Dans le Frankfurter Allgemeine Zeitung (FAZ), Berthold Kohler déplore : « le délaissement du monde par l’Amérique » et en tire les conclusions suivantes : « Les Européens désunis devront s’accorder sur les questions importantes en défendant plus rigoureusement leurs propres intérêts ». Dans le même journal, Holger Steltzner a ajouté : « Les États-membres [de l’Union européenne] devront considérablement accroître leurs dépenses de sécurité intérieure et extérieure. » Kohler et Steltzner sont tous deux éditeurs du FAZ.

L’industrie de l’armement a d’ores et déjà reconnu l’occasion qui se présente. Mercredi, les actions du géant de l’armement allemand Rheinmetall ont bondi par moment de 6 pour cent.

Les voix les plus fortes réclamant une politique étrangère allemande et européenne plus ferme n’émanent pas des conservateurs mais plutôt des journaux libéraux. Ils profitent des inquiétudes ressenties face à une présidence Trump pour faire campagne en faveur d’un retour du militarisme allemand.

Le coéditeur de Die Zeit, Bernd Ulrich, a comparé Trump aux « monarques risque-tout et aux dirigeants fascistes », qui « à plusieurs reprises ont conduit [l’Europe] dans le malheur ». Il a décrit Trump comme un « macho abruti et vulgaire » et les États-Unis de « pouvoir mondial errant en déclin ». Il en a déduit qu’« il est grand temps maintenant de faire nos adieux à l’américanisme, à l’atlantisme naïf, à la soumission crédule à l’Amérique et à l’idée que les Américains sont toujours à l’avant-garde ».

Ulrich continue en écrivant : « Avec l’élection de Trump et l’accès d’humeur de l’une des plus grandes et plus puissantes démocraties du monde, il ne reste plus qu’une seule grande puissance qui puisse incarner la démocratie et la raison. Cette puissance c’est l’Europe. Et la personne la plus puissante au monde à n’être ni autoritaire ni folle, est depuis cette semaine Angela Merkel ».

L’on ne sait pas trop s’il faut en rire ou se mettre en colère face à un article aussi hystérique. Ulrich nomme précisément Merkel, qui est détestée dans une grande partie de L’Europe en raison de sa brutale politique d’austérité et de son accord réactionnaire conclu avec la Turquie, comme l’incarnation de la « démocratie et de la raison ». Ulrich qualifie l’Union européenne, cet instrument des grandes puissances européennes, des banques et des grands groupes, qui est détestée par de vastes couches de la population, de « puissance démocratique mondiale fonctionnant le mieux ».

Ulrich est un représentant typique de cette couche de la classe moyenne disposant d’une formation universitaire qui est passée du pacifisme aux machinations guerrières et de la critique social à la défense du statu quo. Cet objecteur de conscience a débuté sa carrière de journaliste dans le magazine anarcho-pacifiste Graswurzelrevolution [Révolution par la base]. Au début de sa carrière il dirigea le bureau du groupe parlementaire du parti des Verts. Il était entre autres pigiste pour les journaux Taz et Frankfurter Rundschau avant de se retrouver à Die Zeit.

══════════════════════════════

◆ **Tâches à réaliser**
1. Quels journaux et magazines l'extrait mentionne-t-il ? Citez-les tous.
2. D'après l'extrait, de combien les actions de Rheinmetall ont-elles bondi mercredi ?
Les lignes qui suivent proviennent d'une autre source.

══════════════════════════════

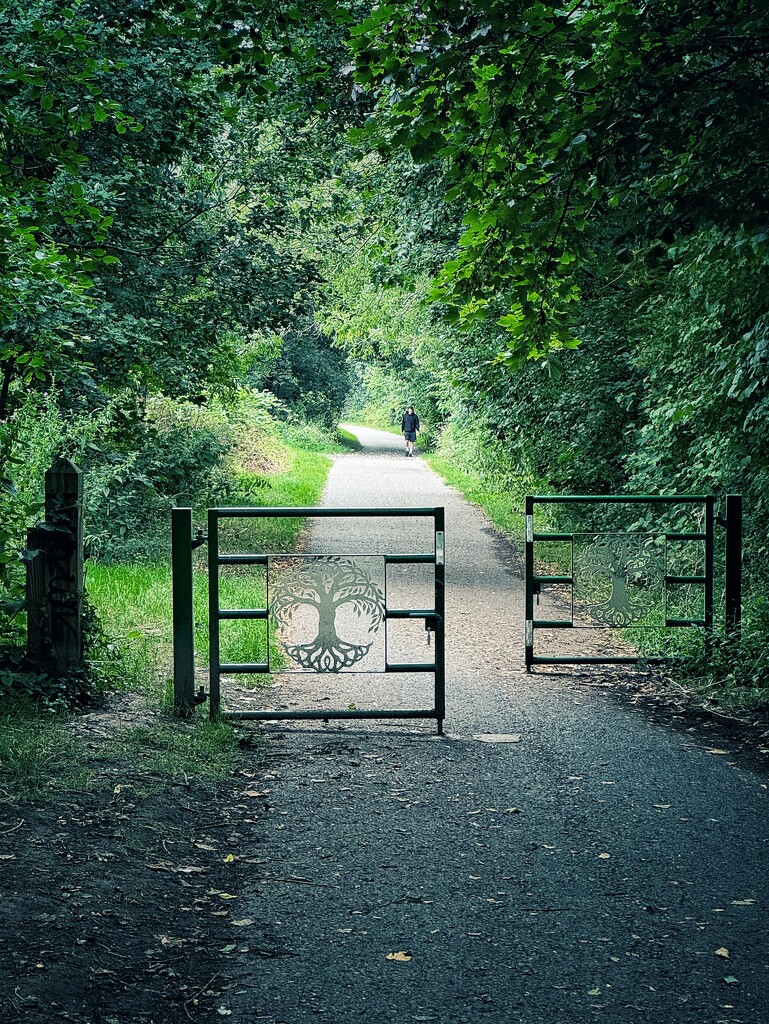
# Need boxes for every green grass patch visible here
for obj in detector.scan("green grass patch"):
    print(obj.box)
[425,455,523,544]
[93,718,242,795]
[337,427,360,452]
[0,701,91,801]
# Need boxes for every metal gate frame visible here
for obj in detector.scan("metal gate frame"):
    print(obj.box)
[172,507,445,735]
[524,495,742,672]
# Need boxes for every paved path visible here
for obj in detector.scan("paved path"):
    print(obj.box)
[227,427,769,1024]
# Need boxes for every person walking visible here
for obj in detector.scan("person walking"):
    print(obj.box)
[400,406,419,459]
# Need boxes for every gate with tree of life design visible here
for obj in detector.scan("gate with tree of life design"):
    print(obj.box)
[525,495,741,671]
[174,508,445,732]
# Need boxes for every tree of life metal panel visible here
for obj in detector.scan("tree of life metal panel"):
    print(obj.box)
[572,534,666,628]
[267,555,385,673]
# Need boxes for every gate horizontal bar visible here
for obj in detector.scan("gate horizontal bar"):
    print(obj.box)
[385,662,435,672]
[217,552,435,565]
[385,555,435,565]
[208,506,439,519]
[219,608,269,618]
[219,662,269,674]
[217,555,267,565]
[530,495,709,505]
[221,709,437,722]
[530,654,672,665]
[385,608,435,618]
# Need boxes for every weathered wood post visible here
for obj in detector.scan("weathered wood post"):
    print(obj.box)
[27,458,83,676]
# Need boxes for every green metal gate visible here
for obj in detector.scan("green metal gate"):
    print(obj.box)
[172,508,445,733]
[524,495,741,672]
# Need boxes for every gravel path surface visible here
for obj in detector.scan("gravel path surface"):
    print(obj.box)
[225,427,769,1024]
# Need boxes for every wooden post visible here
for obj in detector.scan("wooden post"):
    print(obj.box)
[27,458,83,676]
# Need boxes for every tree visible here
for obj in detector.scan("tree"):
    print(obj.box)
[351,0,769,365]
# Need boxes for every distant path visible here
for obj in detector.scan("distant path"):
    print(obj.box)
[228,427,769,1024]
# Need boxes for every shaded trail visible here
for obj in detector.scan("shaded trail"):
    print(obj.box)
[228,427,769,1024]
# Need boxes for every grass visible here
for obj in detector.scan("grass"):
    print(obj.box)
[425,455,523,544]
[0,411,337,801]
[0,700,90,801]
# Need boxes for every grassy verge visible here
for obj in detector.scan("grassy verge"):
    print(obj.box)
[0,409,339,801]
[425,455,523,544]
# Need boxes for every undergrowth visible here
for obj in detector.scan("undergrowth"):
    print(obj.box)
[0,402,342,800]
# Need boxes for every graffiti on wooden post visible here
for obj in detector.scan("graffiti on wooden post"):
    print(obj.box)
[27,458,83,676]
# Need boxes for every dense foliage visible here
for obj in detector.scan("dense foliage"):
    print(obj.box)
[0,0,769,688]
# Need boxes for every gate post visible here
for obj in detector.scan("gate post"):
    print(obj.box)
[523,495,535,672]
[171,509,196,717]
[435,507,445,736]
[725,495,742,640]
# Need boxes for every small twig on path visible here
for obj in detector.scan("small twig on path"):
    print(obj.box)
[182,971,221,1021]
[521,906,573,913]
[258,874,339,889]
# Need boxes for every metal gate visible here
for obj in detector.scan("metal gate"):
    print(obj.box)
[172,508,445,733]
[524,495,741,672]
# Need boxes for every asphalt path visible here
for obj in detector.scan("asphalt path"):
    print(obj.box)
[228,427,769,1024]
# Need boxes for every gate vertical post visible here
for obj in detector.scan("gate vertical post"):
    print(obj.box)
[523,495,535,672]
[725,495,742,641]
[435,508,445,736]
[704,495,716,652]
[171,508,195,717]
[208,509,221,720]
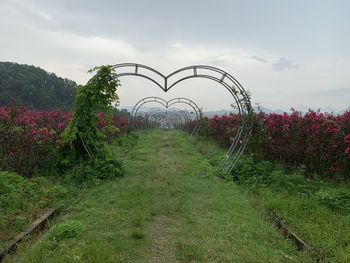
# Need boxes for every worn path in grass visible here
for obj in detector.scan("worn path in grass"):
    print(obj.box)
[7,131,309,262]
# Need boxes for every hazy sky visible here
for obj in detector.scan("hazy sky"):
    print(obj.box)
[0,0,350,110]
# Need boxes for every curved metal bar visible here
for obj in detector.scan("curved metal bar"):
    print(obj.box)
[145,108,187,131]
[145,107,192,123]
[111,63,253,172]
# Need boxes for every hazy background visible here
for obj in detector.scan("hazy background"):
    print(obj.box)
[0,0,350,111]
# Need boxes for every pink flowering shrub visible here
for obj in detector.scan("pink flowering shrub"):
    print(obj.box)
[0,107,129,176]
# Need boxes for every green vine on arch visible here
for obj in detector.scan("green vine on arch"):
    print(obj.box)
[62,66,120,164]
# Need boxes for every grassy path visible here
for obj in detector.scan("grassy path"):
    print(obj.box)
[5,131,309,262]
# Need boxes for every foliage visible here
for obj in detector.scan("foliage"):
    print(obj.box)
[232,156,350,216]
[47,220,83,242]
[316,188,350,213]
[68,152,125,185]
[0,62,77,110]
[6,131,309,263]
[0,171,72,250]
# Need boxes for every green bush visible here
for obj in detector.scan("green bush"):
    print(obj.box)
[68,153,125,185]
[47,220,83,241]
[0,171,71,250]
[316,189,350,213]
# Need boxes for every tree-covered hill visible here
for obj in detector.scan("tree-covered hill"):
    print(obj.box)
[0,62,77,110]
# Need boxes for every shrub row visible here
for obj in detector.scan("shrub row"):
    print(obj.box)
[192,110,350,180]
[0,107,129,177]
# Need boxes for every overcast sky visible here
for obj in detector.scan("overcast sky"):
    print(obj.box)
[0,0,350,111]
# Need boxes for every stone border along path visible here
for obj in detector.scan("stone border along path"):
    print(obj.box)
[0,208,57,262]
[5,131,312,263]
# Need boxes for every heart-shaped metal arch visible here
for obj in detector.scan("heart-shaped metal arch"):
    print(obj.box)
[144,107,192,130]
[112,63,253,172]
[131,97,202,135]
[145,107,193,128]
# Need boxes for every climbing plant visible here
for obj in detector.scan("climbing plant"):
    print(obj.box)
[62,66,120,164]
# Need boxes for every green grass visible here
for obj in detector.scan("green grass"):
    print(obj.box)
[0,171,73,251]
[5,131,311,263]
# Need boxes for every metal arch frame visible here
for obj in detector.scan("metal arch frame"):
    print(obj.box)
[145,107,192,125]
[131,96,202,135]
[111,63,253,172]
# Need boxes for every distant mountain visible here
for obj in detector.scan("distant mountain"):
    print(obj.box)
[0,62,77,110]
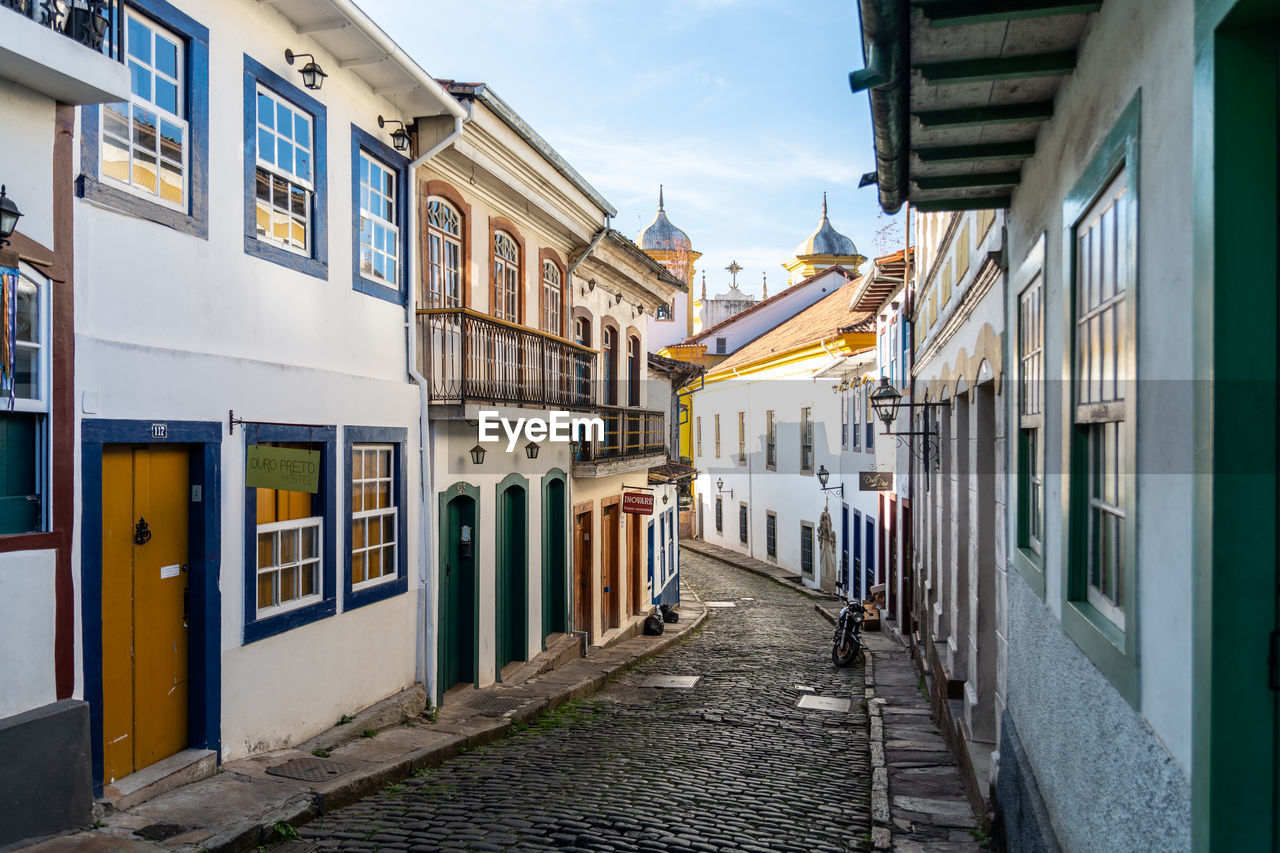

══════════════════════════════

◆ **Résultats par tâche**
1.
- Frankfurter Allgemeine Zeitung (FAZ)
- Die Zeit
- Graswurzelrevolution
- Taz
- Frankfurter Rundschau

2. Elles ont bondi par moment de 6 pour cent.